_Written task_. How many lines below contain the string "wall"? Reply with the number alone.

_Data to use_.
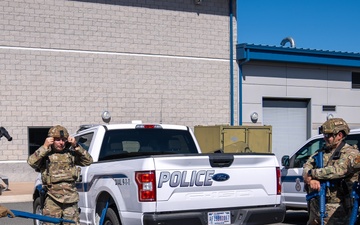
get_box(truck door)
[281,138,324,209]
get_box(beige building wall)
[0,0,237,181]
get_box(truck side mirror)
[281,155,290,168]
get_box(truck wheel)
[104,208,120,225]
[33,197,43,225]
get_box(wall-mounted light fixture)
[250,112,259,123]
[326,113,334,120]
[101,110,111,123]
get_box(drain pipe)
[238,49,250,126]
[229,0,234,126]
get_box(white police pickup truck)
[281,129,360,209]
[33,123,285,225]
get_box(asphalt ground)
[0,181,34,204]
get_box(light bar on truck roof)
[135,124,162,129]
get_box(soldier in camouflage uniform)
[303,118,359,225]
[27,125,93,225]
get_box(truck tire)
[33,197,43,225]
[103,208,120,225]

_Result below_. 2